**Your goal**.
Put the lines below into a numbered list, omitting any blank lines.

(Stored data entries)
»»
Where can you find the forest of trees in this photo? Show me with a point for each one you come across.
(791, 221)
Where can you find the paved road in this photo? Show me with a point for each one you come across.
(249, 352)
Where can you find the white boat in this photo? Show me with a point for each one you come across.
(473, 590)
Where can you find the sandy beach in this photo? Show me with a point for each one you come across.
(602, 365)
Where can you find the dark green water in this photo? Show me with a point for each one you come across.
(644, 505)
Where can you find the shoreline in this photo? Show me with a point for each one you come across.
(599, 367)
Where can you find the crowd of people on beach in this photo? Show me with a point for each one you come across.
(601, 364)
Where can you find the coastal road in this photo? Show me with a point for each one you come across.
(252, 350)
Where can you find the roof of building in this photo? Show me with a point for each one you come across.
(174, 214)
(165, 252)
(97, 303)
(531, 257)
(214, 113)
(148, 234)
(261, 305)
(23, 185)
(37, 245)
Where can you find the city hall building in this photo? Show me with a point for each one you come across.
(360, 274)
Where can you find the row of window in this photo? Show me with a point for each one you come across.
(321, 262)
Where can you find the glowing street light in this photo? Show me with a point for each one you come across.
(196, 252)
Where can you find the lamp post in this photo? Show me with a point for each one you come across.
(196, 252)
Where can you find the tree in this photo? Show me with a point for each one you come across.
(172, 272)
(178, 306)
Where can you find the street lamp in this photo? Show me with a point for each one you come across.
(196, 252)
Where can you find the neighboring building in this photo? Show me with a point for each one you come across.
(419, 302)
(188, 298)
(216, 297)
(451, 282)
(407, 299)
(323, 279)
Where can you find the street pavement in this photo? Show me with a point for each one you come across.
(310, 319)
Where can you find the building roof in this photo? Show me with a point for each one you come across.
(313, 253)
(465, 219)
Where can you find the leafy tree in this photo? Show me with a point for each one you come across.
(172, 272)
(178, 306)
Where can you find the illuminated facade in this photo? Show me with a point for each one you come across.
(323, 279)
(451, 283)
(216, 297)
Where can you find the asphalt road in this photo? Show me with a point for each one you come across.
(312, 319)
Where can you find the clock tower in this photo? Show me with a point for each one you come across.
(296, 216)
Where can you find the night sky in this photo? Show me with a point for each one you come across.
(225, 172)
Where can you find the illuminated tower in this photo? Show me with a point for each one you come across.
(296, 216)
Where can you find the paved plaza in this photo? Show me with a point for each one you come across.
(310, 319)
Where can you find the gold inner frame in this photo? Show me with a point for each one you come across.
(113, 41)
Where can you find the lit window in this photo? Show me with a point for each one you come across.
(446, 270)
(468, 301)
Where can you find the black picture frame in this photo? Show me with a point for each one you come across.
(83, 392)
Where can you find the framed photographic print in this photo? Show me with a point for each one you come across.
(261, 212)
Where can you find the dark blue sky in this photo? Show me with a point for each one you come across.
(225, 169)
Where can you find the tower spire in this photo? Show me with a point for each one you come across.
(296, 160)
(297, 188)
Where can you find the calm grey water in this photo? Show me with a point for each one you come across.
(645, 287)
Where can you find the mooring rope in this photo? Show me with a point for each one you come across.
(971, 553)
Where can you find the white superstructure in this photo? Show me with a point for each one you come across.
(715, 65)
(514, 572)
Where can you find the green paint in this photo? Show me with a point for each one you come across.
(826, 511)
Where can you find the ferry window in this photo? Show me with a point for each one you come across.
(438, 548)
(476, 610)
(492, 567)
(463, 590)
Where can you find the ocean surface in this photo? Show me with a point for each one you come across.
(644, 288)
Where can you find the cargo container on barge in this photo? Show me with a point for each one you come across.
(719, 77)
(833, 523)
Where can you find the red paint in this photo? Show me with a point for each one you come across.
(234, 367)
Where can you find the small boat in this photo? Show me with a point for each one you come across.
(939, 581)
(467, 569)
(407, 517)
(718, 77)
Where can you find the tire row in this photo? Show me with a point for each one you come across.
««
**Task solution**.
1. Where can you find the forest of trees in this photo? Show me with a point for each one you come across.
2. (791, 221)
3. Where can you find the paved road in this photo? Show me with a point for each one you come across.
4. (249, 352)
5. Where can you find the white boat in this photo? Show me with a point for each one you come across.
6. (473, 590)
7. Where can you find the sandy beach in this photo? Show me with a point for each one you come across.
8. (602, 365)
9. Where can you find the dark green water in this photo? Show me with a point for each one you come across.
10. (644, 505)
11. Where can you find the shoreline in this photo? Show me with a point for each one you come across.
12. (599, 367)
13. Where can you find the crowd of people on beach in this photo? Show me with a point for each one you come across.
14. (601, 364)
15. Where can you find the coastal road in this photo? Show me with a point for each one you come across.
16. (252, 350)
17. Where can you find the roof of building in this photo? Show me with a point for each one you come across.
18. (174, 214)
19. (165, 252)
20. (97, 303)
21. (531, 257)
22. (214, 113)
23. (148, 234)
24. (261, 305)
25. (23, 185)
26. (37, 245)
27. Where can you find the city hall building in this photo? Show me with a point for each one you come across.
28. (360, 274)
29. Where can you find the row of window in this photo? Show me with a point for each one you come across.
30. (321, 262)
31. Where can you find the glowing street light in this photo? Show me with a point for each one you come across.
32. (196, 252)
33. Where can you find the lamp post in this photo? Show me with a point for each one you come across.
34. (196, 252)
35. Where can you find the tree in this photo? Show me with a point for each one you come across.
36. (172, 272)
37. (178, 306)
38. Where can you find the street lamp in this photo? Show me with a point for each one you come across.
39. (196, 252)
40. Where can you find the neighboring building in this photo? Show me with a point for each one you come across.
41. (419, 302)
42. (188, 298)
43. (216, 297)
44. (451, 282)
45. (407, 299)
46. (323, 279)
47. Where can you find the street pavement in this photo? Show me with a point for each one you come across.
48. (310, 319)
49. Where can you find the building roof in this photo? Show me with a point for each one you come across.
50. (313, 253)
51. (465, 219)
52. Where can you find the leafy tree in this photo? Show me with a point for each one you come across.
53. (172, 272)
54. (178, 306)
55. Where can you find the illuminated facade in this photo? Show me with a point for each one you come across.
56. (323, 279)
57. (451, 283)
58. (216, 297)
59. Where can you find the asphalt road in this photo? Show me with a point for each one you come across.
60. (312, 319)
61. Where can you find the clock tower in this photo? Show me with a point for each one you come across.
62. (296, 216)
63. Where can you find the night sky in this photo? Show me with a point for each one you come across.
64. (225, 172)
65. Where can you find the illuminated tower in this photo? Show me with a point for each one you come across.
66. (296, 216)
67. Where can you find the paved plaza in this photo? Show me with a point for each one you come across.
68. (310, 319)
69. Where can you find the gold inner frame in this photo? Show me with a point for each one you come across.
70. (113, 41)
71. Where can you find the lit window in this photo? Show me with a point for each one you come across.
72. (446, 270)
73. (468, 301)
74. Where can you find the black picture frame in this photo? Show me with a point for each one you come across.
75. (83, 392)
76. Where can you find the framed photographic print in this photo? Show me with a point for each one you come across.
77. (261, 212)
78. Where can you find the dark blue sky in this photo? Show me with a point for each one you come across.
79. (225, 169)
80. Where can you find the tower spire in this photo? Show me with a point for each one you come across.
81. (296, 160)
82. (297, 188)
83. Where can you find the calm grey water in this photo? Show me with a point for each one you come across.
84. (645, 287)
85. Where can you find the mooring rope in this photo? Show me with a point for each one you come across.
86. (971, 553)
87. Where can you find the white superstructure in this photo? Show me with a point for each one you come across.
88. (715, 65)
89. (514, 572)
90. Where can you find the green paint in this photo? Show me with a point for each one you come across.
91. (826, 511)
92. Where can you find the ferry window in this photo? Show me with a point for each one you come across.
93. (438, 548)
94. (476, 610)
95. (492, 567)
96. (463, 590)
97. Where can you find the ocean surface in this photo? Show me with a point for each one you come across.
98. (644, 288)
99. Where can you find the cargo container on barge in this photo? Show me with a point for each one you come across.
100. (719, 77)
101. (833, 523)
102. Where can you find the red paint in this photo? Show me with a point for each one you come across.
103. (234, 367)
104. Where can you find the small boat in this photo? Show me with a point for each one you come across.
105. (939, 581)
106. (467, 569)
107. (407, 517)
108. (718, 77)
109. Where can you find the tire row in this photo? Show me with a point for each one you come across.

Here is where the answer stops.